The decision



Upper Tribunal
(Immigration and Asylum Chamber) Appeal Number: IA/41340/2014


THE IMMIGRATION ACTS


Heard at Field House
Decision and Reasons Promulgated
On 21 July 2015
On 24 July 2015



Before

UPPER TRIBUNAL JUDGE CANAVAN


Between

SECRETARY OF STATE FOR THE HOME DEPARTMENT
Appellant

and

DAVID ELIAS ALARCON COLQUE
(ANONYMITY DIRECTION NOT MADE)
Respondent


Representation:
For the Appellant: Mr S. Kandola, Home Office Presenting Officer
For the Respondent: Mr J. Trumpington, Counsel instructed by Howe & Co.


DECISION AND REASONS
1. For the sake of continuity I will refer to the parties as they were before the First-tier Tribunal although the Secretary of State is technically the appellant in the appeal before the Upper Tribunal.


Background
2. The appellant appealed against the respondent's decision to refuse to grant him and his dependent family members leave to remain on human rights grounds. First-tier Tribunal Judge McMahon allowed the appeal in a decision promulgated on 31 March 2015. The Secretary of State was granted permission to appeal to the Upper Tribunal.

# [AVAILABLE DATA]
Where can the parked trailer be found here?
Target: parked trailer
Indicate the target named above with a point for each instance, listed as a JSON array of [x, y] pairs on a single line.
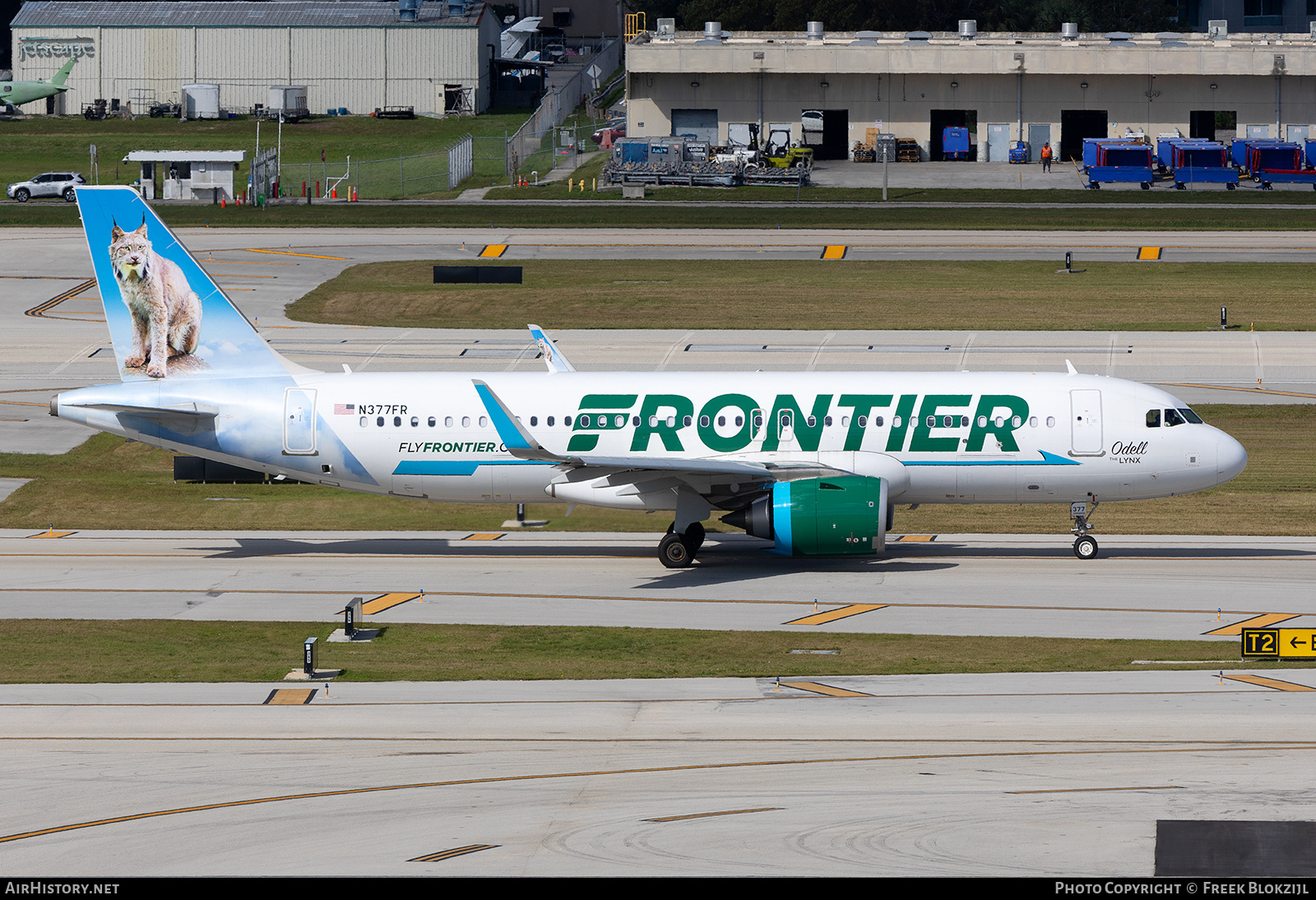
[[1281, 164], [1118, 160], [1194, 160]]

# [EXERCISE REQUIREMENTS]
• 1. For each statement below, say whether it agrees with the tribunal decision, answering yes or no and quoting the deciding words of the text: (a) the hearing took place at Field House; (b) First-tier Tribunal Judge McMahon dismissed the appeal; (c) an anonymity direction was made.
• 2. Revise the tribunal decision from "SECRETARY OF STATE FOR" up to and including "by Howe & Co.", substituting "Barrister" for "Counsel".
The data are not needed here.

# [RESULTS OF THE TASKS]
• 1.
(a) Yes: "Heard at Field House"
(b) No: "First-tier Tribunal Judge McMahon allowed the appeal"
(c) No: "(ANONYMITY DIRECTION NOT MADE)"

• 2.
SECRETARY OF STATE FOR THE HOME DEPARTMENT
Appellant

and

DAVID ELIAS ALARCON COLQUE
(ANONYMITY DIRECTION NOT MADE)
Respondent


Representation:
For the Appellant: Mr S. Kandola, Home Office Presenting Officer
For the Respondent: Mr J. Trumpington, Barrister instructed by Howe & Co.